(Items listed in a dataset)
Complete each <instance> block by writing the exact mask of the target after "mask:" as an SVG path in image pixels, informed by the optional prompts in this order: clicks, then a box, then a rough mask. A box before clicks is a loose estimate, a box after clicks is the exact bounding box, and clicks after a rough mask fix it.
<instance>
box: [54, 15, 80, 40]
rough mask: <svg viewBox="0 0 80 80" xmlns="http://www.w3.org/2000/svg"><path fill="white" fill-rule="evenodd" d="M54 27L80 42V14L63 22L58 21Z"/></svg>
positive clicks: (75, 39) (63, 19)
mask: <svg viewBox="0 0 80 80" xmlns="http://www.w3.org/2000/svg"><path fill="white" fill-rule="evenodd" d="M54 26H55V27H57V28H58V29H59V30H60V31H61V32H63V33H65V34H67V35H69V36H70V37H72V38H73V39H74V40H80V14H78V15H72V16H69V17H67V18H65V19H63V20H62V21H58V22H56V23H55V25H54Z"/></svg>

...

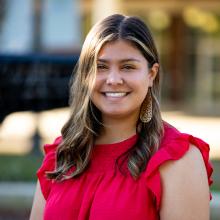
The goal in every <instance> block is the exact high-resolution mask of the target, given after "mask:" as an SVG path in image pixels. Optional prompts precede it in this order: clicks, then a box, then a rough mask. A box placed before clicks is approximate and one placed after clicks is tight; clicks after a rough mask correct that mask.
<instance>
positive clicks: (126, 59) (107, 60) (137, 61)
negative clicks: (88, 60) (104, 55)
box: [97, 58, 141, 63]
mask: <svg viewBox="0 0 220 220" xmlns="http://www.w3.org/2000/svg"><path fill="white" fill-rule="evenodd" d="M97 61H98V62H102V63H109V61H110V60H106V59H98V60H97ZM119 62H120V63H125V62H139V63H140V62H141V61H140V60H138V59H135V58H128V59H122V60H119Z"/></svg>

● **Exercise goal**
Where a line of the data contains the string "block", include it in a count, and state that count alone.

● **Response to this task**
2